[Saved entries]
################

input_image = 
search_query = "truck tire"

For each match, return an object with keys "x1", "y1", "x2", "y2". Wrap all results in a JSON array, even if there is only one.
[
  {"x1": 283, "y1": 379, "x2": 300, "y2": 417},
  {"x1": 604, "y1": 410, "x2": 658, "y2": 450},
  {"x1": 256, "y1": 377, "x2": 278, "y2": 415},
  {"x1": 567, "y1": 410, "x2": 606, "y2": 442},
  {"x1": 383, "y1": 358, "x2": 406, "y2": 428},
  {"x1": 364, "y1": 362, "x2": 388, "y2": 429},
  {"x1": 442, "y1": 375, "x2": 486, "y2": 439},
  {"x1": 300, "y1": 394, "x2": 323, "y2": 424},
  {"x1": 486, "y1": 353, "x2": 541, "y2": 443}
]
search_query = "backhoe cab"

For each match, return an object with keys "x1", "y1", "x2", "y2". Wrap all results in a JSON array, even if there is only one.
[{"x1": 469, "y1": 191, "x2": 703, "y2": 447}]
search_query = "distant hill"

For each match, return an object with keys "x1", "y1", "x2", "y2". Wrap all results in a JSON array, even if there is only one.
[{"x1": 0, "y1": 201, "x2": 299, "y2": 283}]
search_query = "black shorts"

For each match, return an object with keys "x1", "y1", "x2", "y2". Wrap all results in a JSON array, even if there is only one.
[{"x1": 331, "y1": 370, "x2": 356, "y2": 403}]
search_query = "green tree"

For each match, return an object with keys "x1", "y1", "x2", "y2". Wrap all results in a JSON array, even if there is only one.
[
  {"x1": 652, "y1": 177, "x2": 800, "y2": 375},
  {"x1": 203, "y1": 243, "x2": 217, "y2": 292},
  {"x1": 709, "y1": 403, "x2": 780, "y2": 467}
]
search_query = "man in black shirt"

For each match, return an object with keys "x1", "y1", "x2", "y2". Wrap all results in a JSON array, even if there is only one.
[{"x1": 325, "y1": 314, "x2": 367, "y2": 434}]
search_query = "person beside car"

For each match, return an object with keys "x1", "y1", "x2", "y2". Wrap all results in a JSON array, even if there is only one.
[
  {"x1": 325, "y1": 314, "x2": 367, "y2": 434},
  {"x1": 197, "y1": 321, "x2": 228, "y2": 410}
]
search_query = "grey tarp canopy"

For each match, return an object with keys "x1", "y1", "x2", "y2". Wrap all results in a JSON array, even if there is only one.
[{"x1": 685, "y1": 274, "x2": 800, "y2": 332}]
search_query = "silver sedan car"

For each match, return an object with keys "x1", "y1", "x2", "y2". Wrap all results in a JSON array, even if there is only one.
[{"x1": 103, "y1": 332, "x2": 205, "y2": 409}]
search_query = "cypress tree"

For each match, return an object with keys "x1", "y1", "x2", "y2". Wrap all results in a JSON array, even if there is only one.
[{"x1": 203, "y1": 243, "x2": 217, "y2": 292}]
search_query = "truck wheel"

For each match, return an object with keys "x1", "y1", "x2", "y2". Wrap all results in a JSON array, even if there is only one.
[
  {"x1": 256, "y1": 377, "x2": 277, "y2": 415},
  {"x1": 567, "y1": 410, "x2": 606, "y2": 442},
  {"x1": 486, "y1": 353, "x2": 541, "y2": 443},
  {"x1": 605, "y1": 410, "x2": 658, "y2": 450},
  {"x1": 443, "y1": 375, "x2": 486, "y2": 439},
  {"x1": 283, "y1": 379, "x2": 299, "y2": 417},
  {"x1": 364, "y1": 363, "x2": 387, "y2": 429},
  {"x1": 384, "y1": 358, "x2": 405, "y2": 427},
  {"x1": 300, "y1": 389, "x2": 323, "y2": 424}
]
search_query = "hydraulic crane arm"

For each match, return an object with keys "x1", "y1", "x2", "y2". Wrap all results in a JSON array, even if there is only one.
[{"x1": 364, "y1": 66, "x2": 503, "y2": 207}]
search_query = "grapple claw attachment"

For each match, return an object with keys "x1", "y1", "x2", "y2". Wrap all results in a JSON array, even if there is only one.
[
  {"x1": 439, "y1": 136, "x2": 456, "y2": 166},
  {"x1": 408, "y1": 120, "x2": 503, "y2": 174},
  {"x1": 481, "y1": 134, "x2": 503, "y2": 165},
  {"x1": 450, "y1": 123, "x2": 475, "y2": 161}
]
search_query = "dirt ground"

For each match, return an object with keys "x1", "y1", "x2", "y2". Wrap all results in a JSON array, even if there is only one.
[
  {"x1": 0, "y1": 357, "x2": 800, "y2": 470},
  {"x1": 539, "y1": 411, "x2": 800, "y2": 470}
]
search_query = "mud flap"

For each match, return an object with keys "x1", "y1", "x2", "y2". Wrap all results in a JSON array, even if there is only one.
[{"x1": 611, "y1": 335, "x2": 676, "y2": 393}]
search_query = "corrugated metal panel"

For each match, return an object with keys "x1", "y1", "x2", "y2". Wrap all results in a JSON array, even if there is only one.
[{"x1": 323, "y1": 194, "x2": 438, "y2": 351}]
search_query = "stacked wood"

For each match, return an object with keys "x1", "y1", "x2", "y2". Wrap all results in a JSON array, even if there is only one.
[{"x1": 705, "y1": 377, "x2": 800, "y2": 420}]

################

Written exercise:
Write the data back out verbatim.

Result for this exercise:
input_image = 
search_query = "truck tire"

For each match, return an object with keys "x1", "y1", "x2", "y2". Wrap all results in a JSON array, even if there is only one.
[
  {"x1": 283, "y1": 379, "x2": 300, "y2": 417},
  {"x1": 604, "y1": 410, "x2": 658, "y2": 450},
  {"x1": 256, "y1": 377, "x2": 278, "y2": 415},
  {"x1": 567, "y1": 410, "x2": 606, "y2": 442},
  {"x1": 383, "y1": 358, "x2": 406, "y2": 428},
  {"x1": 364, "y1": 362, "x2": 388, "y2": 429},
  {"x1": 442, "y1": 375, "x2": 486, "y2": 439},
  {"x1": 300, "y1": 394, "x2": 323, "y2": 424},
  {"x1": 486, "y1": 353, "x2": 541, "y2": 443}
]
search_query = "backhoe cab"

For each match, return an object with keys "x1", "y1", "x2", "y2". Wrap all results in a JSON array, even if there is only one.
[{"x1": 469, "y1": 191, "x2": 703, "y2": 447}]
search_query = "distant hill"

For each match, return an object with keys "x1", "y1", "x2", "y2". Wrap all results in a JSON array, even if there is only one.
[{"x1": 0, "y1": 201, "x2": 299, "y2": 283}]
search_query = "black shorts"

For each match, return an object with keys "x1", "y1", "x2", "y2". Wrap all results in a JSON array, even if there is only one.
[{"x1": 331, "y1": 370, "x2": 356, "y2": 403}]
search_query = "green tree"

For each match, return an object with keys "x1", "y1", "x2", "y2". Wrap all results in a JSON array, even if there is only one.
[
  {"x1": 652, "y1": 177, "x2": 800, "y2": 375},
  {"x1": 203, "y1": 243, "x2": 217, "y2": 292},
  {"x1": 709, "y1": 403, "x2": 780, "y2": 467}
]
search_query = "man in black shirt"

For each match, return an object with keys "x1", "y1", "x2", "y2". Wrap all results in a JSON array, even if there is only one.
[{"x1": 325, "y1": 314, "x2": 367, "y2": 434}]
search_query = "person beside car"

For each match, return an object with keys "x1", "y1", "x2", "y2". Wrap all results in a JSON array, even if there is only one.
[
  {"x1": 325, "y1": 314, "x2": 367, "y2": 434},
  {"x1": 197, "y1": 321, "x2": 228, "y2": 410}
]
search_query = "grey tarp canopy"

For each match, return an object with keys "x1", "y1", "x2", "y2". Wrap all results in a JSON array, even if there is only one.
[{"x1": 685, "y1": 274, "x2": 800, "y2": 332}]
search_query = "silver sedan car"

For each match, return an object with keys "x1", "y1", "x2", "y2". Wrap all results in a JSON array, even if there is only one.
[{"x1": 103, "y1": 332, "x2": 205, "y2": 409}]
search_query = "cypress tree"

For each match, return an object with keys "x1", "y1", "x2", "y2". Wrap all results in a JSON array, even if there is only one.
[{"x1": 203, "y1": 243, "x2": 217, "y2": 292}]
search_query = "truck wheel"

For each match, return an object with keys "x1", "y1", "x2", "y2". Wrap all results in a JSON array, even if there is only one.
[
  {"x1": 256, "y1": 377, "x2": 277, "y2": 415},
  {"x1": 567, "y1": 410, "x2": 606, "y2": 442},
  {"x1": 486, "y1": 353, "x2": 541, "y2": 443},
  {"x1": 605, "y1": 410, "x2": 658, "y2": 450},
  {"x1": 443, "y1": 375, "x2": 486, "y2": 439},
  {"x1": 283, "y1": 379, "x2": 299, "y2": 417},
  {"x1": 364, "y1": 363, "x2": 387, "y2": 429},
  {"x1": 384, "y1": 358, "x2": 405, "y2": 427},
  {"x1": 300, "y1": 389, "x2": 323, "y2": 424}
]
search_query = "hydraulic crane arm"

For each match, return an object with keys "x1", "y1", "x2", "y2". Wrap all results in a JSON array, even if there is only one.
[{"x1": 364, "y1": 66, "x2": 503, "y2": 207}]
search_query = "grapple claw attachment"

For each match, return an object with keys "x1", "y1", "x2", "y2". Wrap all results in a JSON array, even if there is only one.
[
  {"x1": 439, "y1": 136, "x2": 456, "y2": 166},
  {"x1": 408, "y1": 120, "x2": 503, "y2": 174},
  {"x1": 481, "y1": 134, "x2": 503, "y2": 165},
  {"x1": 450, "y1": 123, "x2": 475, "y2": 161}
]
search_query = "dirt ground"

For each match, return an object with keys "x1", "y1", "x2", "y2". Wrap all results in a JSON array, even if there is only one.
[
  {"x1": 0, "y1": 357, "x2": 800, "y2": 470},
  {"x1": 539, "y1": 411, "x2": 800, "y2": 470}
]
search_query = "mud flap"

For each match, return an object with keys "x1", "y1", "x2", "y2". Wrap all results in a JSON array, even if there is only one.
[{"x1": 611, "y1": 335, "x2": 676, "y2": 393}]
search_query = "corrugated metal panel"

For each match, return an object with keys "x1", "y1", "x2", "y2". Wrap all results in a JSON array, even if there is only one.
[{"x1": 323, "y1": 194, "x2": 438, "y2": 351}]
search_query = "stacked wood"

For each match, return an object with keys "x1", "y1", "x2", "y2". Wrap all results in a JSON array, even if there is only one.
[{"x1": 705, "y1": 377, "x2": 800, "y2": 420}]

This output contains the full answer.